Re: [RFC please help] membarrier: Rewrite sync_core_before_usermode()
From: Mathieu Desnoyers
Date: Mon Dec 28 2020 - 18:06:37 EST
----- On Dec 28, 2020, at 2:44 PM, Andy Lutomirski luto@xxxxxxxxxx wrote:
> On Mon, Dec 28, 2020 at 11:09 AM Russell King - ARM Linux admin
> <linux@xxxxxxxxxxxxxxx> wrote:
>>
>> On Mon, Dec 28, 2020 at 07:29:34PM +0100, Jann Horn wrote:
>> > After chatting with rmk about this (but without claiming that any of
>> > this is his opinion), based on the manpage, I think membarrier()
>> > currently doesn't really claim to be synchronizing caches? It just
>> > serializes cores. So arguably if userspace wants to use membarrier()
>> > to synchronize code changes, userspace should first do the code
>> > change, then flush icache as appropriate for the architecture, and
>> > then do the membarrier() to ensure that the old code is unused?
^ exactly, yes.
>> >
>> > For 32-bit arm, rmk pointed out that that would be the cacheflush()
>> > syscall. That might cause you to end up with two IPIs instead of one
>> > in total, but we probably don't care _that_ much about extra IPIs on
>> > 32-bit arm?
This was the original thinking, yes. The cacheflush IPI will flush specific
regions of code, and the membarrier IPI issues context synchronizing
instructions.
Architectures with coherent i/d caches don't need the cacheflush step.
>> >
>> > For arm64, I believe userspace can flush icache across the entire
>> > system with some instructions from userspace - "DC CVAU" followed by
>> > "DSB ISH", or something like that, I think? (See e.g.
>> > compat_arm_syscall(), the arm64 compat code that implements the 32-bit
>> > arm cacheflush() syscall.)
>>
>> Note that the ARM cacheflush syscall calls flush_icache_user_range()
>> over the range of addresses that userspace has passed - it's intention
>> since day one is to support cases where userspace wants to change
>> executable code.

● **TO-DO LIST**:
**A)** Write out the membarrier thread above verbatim, from "Architectures with coherent" up to and including "think? (See e.g.".
**B)** Repeat verbatim the lines of the listing below, from the line with "Each instance receives one keypoint. Mark the sun glow" up to and including the line with "Each instance receives one keypoint. Mark the distant".

● **Coordinate annotation listing**:

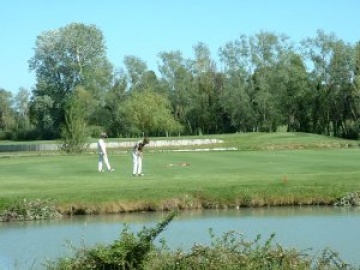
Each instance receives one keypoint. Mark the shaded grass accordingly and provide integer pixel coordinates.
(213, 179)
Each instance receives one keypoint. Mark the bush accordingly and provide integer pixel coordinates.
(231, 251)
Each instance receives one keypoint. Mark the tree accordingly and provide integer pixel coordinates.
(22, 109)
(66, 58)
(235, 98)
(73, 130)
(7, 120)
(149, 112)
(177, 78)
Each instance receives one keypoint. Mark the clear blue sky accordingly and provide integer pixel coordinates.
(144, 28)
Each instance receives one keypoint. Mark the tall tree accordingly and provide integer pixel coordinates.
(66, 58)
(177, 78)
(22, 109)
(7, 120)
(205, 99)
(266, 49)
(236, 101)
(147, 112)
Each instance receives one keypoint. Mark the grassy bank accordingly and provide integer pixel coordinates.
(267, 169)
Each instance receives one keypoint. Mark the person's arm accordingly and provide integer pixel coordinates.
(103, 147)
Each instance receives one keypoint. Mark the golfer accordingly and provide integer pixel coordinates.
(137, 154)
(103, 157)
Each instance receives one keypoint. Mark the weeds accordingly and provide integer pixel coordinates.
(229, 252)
---
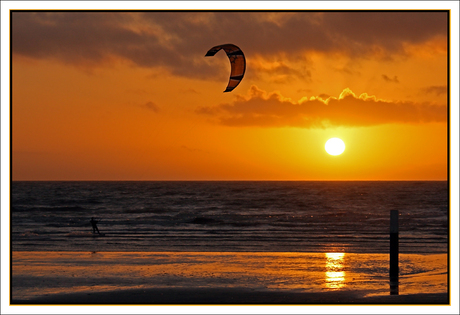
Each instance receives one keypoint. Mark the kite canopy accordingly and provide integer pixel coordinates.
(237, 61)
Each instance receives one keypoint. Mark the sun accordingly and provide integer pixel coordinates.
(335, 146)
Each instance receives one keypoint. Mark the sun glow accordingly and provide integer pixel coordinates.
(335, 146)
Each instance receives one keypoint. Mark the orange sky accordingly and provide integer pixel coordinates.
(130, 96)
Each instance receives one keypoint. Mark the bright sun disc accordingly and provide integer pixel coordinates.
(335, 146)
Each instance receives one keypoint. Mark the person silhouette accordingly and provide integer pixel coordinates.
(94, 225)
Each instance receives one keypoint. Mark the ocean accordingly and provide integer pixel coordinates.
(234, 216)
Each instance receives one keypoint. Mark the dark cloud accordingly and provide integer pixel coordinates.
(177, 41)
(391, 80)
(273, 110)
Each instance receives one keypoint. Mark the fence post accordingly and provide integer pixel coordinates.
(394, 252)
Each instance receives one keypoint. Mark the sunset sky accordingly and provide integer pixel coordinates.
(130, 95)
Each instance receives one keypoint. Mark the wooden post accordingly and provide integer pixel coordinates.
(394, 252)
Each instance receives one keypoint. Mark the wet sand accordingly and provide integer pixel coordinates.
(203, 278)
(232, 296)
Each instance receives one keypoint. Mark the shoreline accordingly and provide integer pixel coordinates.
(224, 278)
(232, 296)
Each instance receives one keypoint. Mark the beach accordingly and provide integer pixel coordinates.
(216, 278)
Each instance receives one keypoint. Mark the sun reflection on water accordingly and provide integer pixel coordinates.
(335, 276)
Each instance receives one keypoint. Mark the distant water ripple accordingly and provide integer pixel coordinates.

● **EXPECTED OUTPUTS**:
**A)**
Architectures with coherent i/d caches don't need the cacheflush step.
>> >
>> > For arm64, I believe userspace can flush icache across the entire
>> > system with some instructions from userspace - "DC CVAU" followed by
>> > "DSB ISH", or something like that, I think? (See e.g.

**B)**
Each instance receives one keypoint. Mark the sun glow accordingly and provide integer pixel coordinates.
(335, 146)
Each instance receives one keypoint. Mark the orange sky accordingly and provide integer pixel coordinates.
(130, 96)
Each instance receives one keypoint. Mark the bright sun disc accordingly and provide integer pixel coordinates.
(335, 146)
Each instance receives one keypoint. Mark the person silhouette accordingly and provide integer pixel coordinates.
(94, 225)
Each instance receives one keypoint. Mark the ocean accordingly and provide integer pixel coordinates.
(234, 216)
Each instance receives one keypoint. Mark the dark cloud accordingly and provide integer pixel coordinates.
(177, 41)
(391, 80)
(273, 110)
Each instance receives one keypoint. Mark the fence post accordingly and provide integer pixel coordinates.
(394, 252)
Each instance receives one keypoint. Mark the sunset sky accordingly and provide integer pixel coordinates.
(130, 95)
Each instance receives one keypoint. Mark the wooden post accordingly and provide integer pixel coordinates.
(394, 252)
Each instance receives one keypoint. Mark the wet sand accordingly and provide integer pixel coordinates.
(203, 278)
(232, 296)
Each instance receives one keypoint. Mark the shoreline accordingly and provide integer pixel coordinates.
(224, 278)
(232, 296)
Each instance receives one keypoint. Mark the beach accordingly and provide integer pixel coordinates.
(216, 278)
Each instance receives one keypoint. Mark the sun reflection on water accordingly and provide integer pixel coordinates.
(335, 276)
Each instance receives one keypoint. Mark the distant water ripple accordingly and provide integer pixel coordinates.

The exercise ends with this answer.